*** EXERCISE MATERIALS ***
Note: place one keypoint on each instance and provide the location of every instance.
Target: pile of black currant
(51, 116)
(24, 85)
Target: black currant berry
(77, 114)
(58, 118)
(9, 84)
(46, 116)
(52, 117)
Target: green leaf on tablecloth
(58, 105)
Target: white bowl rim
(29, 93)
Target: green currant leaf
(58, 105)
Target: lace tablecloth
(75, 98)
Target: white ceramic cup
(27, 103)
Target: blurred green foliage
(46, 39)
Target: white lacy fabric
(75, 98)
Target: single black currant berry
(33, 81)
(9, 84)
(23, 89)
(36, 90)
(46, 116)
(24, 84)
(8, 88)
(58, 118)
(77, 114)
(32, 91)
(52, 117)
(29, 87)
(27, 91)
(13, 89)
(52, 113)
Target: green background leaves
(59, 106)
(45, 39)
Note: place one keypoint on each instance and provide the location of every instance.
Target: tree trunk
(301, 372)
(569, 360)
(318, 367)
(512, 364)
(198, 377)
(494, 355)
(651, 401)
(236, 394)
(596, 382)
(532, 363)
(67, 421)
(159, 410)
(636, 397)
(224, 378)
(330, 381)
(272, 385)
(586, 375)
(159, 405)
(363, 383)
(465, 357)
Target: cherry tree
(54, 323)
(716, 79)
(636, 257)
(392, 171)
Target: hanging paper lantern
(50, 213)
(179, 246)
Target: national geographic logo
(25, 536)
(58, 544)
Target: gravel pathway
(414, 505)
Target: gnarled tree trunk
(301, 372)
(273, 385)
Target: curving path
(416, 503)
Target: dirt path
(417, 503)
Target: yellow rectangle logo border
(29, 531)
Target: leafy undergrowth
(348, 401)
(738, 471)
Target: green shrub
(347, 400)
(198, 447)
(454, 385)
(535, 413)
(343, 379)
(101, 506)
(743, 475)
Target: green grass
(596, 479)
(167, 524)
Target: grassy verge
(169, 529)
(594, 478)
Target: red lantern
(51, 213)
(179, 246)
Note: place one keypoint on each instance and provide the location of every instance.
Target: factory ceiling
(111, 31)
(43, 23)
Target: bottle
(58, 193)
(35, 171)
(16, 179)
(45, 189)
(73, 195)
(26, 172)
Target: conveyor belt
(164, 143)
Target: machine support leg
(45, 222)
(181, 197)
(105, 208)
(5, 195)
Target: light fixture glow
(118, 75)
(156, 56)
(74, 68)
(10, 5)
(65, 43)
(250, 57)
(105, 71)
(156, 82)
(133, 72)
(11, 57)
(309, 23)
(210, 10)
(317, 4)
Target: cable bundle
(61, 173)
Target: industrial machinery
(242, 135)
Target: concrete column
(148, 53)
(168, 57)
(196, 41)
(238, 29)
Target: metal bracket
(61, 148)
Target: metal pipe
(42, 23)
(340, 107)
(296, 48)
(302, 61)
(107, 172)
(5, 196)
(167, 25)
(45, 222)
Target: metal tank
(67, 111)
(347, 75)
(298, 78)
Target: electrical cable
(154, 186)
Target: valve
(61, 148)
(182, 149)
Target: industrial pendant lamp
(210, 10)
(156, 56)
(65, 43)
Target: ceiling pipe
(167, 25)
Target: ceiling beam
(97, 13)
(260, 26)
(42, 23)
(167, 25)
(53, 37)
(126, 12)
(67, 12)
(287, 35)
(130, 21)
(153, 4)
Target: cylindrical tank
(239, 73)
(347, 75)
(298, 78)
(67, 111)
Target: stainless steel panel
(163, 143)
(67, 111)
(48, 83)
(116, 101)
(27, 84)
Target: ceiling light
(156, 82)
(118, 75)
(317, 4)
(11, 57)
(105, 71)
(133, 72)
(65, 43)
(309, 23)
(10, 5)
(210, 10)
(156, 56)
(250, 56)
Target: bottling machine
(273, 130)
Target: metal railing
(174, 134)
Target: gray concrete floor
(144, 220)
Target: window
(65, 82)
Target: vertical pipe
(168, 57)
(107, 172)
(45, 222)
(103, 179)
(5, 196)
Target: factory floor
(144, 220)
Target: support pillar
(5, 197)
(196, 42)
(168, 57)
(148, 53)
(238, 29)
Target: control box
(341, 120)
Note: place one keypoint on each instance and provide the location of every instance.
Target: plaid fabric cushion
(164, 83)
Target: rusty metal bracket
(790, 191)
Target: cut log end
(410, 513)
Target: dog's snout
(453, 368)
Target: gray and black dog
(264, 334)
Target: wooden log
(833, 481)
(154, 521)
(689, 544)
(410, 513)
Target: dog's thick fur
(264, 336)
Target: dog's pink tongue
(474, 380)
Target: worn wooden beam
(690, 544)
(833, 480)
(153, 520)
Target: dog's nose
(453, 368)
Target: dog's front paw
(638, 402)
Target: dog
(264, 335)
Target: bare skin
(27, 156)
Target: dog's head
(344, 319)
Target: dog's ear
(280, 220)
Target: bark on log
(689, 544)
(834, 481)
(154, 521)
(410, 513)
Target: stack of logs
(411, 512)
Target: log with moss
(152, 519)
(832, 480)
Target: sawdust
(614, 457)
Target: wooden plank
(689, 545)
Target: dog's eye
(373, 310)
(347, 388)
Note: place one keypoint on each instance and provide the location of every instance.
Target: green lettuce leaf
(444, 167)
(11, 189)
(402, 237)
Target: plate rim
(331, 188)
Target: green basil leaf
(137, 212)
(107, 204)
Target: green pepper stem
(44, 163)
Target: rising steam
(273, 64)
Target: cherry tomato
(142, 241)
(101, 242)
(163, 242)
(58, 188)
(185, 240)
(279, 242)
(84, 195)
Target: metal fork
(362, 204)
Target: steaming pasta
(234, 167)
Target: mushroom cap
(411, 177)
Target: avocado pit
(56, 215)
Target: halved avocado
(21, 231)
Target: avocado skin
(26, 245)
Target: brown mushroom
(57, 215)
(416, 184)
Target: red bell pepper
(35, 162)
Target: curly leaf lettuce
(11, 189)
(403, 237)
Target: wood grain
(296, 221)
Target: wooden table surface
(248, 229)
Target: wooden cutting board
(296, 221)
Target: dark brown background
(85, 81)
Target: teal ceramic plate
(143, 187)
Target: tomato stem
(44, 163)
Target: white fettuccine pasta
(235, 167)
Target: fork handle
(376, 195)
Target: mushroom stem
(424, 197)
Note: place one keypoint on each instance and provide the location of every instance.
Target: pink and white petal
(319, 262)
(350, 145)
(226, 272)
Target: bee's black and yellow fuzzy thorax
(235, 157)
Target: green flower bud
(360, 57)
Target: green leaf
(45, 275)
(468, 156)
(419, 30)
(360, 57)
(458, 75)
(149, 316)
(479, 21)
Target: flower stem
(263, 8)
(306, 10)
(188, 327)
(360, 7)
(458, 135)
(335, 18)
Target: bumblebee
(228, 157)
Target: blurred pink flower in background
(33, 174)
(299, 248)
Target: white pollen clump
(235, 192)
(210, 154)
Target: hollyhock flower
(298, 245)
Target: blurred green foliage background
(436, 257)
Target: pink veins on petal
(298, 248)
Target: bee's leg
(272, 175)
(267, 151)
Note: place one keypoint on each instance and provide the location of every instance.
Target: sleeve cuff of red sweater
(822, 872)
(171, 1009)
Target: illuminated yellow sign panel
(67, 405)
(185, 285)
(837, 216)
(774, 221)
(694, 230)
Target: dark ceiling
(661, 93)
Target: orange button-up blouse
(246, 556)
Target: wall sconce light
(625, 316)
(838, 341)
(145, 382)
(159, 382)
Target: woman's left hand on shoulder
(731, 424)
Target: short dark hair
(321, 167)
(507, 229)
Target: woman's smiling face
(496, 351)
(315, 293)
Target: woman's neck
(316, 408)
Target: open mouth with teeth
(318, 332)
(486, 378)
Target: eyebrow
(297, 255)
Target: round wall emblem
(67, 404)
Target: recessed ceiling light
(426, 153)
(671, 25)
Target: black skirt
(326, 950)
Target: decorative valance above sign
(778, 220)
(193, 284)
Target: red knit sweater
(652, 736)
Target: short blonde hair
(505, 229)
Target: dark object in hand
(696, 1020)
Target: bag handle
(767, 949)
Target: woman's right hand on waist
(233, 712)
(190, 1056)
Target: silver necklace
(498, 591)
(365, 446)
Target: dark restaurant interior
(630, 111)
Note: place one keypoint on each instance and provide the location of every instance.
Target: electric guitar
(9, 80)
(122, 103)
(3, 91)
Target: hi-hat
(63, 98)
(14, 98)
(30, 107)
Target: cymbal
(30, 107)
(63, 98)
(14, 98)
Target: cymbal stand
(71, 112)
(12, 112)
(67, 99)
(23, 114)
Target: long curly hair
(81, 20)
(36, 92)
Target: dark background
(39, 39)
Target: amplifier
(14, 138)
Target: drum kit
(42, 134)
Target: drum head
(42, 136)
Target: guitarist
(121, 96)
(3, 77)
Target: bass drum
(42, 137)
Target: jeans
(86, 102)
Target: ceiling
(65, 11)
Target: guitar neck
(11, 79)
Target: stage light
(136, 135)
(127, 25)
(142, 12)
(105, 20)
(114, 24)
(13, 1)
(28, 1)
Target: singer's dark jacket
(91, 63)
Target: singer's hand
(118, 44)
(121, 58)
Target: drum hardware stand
***
**TASK REQUIREMENTS**
Print nothing but the lines from the line with "Target: cymbal stand" to the last line of the records above. Both of those lines count.

**TASK SOLUTION**
Target: cymbal stand
(71, 112)
(12, 112)
(67, 99)
(23, 114)
Target: long curly hair
(81, 20)
(36, 92)
Target: dark background
(39, 39)
Target: amplifier
(14, 138)
Target: drum kit
(42, 134)
Target: drum head
(42, 136)
Target: guitarist
(121, 96)
(3, 77)
Target: bass drum
(42, 137)
Target: jeans
(86, 102)
Target: ceiling
(65, 11)
Target: guitar neck
(11, 79)
Target: stage light
(136, 135)
(127, 25)
(142, 12)
(105, 20)
(114, 24)
(13, 1)
(28, 1)
Target: singer's dark jacket
(91, 63)
Target: singer's hand
(118, 44)
(121, 58)
Target: drum hardware stand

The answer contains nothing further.